WHAT TO WORK ON:
Output every line of the stored data entries below verbatim, leaving out the pictures.

+++ DATA LISTING +++

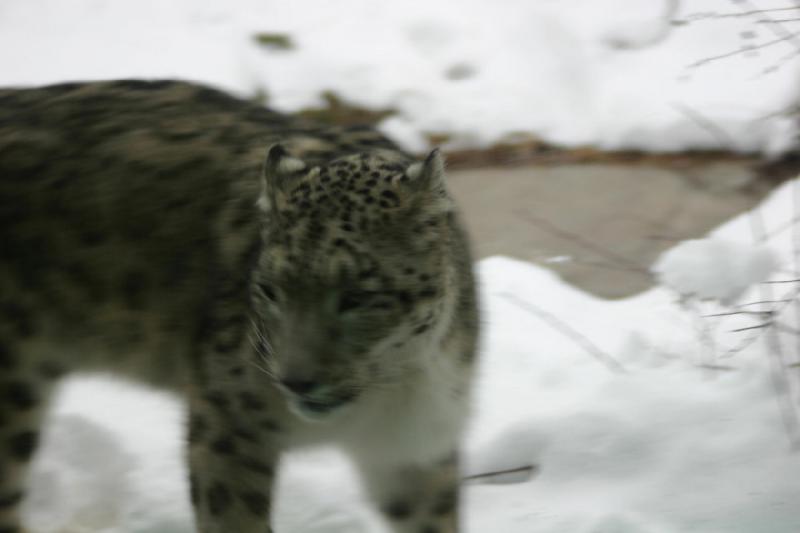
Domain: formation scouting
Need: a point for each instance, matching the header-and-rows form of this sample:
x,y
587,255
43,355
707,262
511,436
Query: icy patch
x,y
82,480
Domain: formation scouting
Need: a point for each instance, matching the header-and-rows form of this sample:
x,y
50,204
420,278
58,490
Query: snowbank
x,y
682,438
610,73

+++

TASK SOLUTION:
Domain: formation scouting
Need: a point for each instance, matching the header-and-rows form of this sample:
x,y
587,255
43,355
707,262
511,436
Query: icy patch
x,y
82,480
Domain: formation scouting
Need: a point for each instance, matching the header-and-rows form of this sample:
x,y
50,204
420,278
58,490
Query: snowbank
x,y
682,438
610,73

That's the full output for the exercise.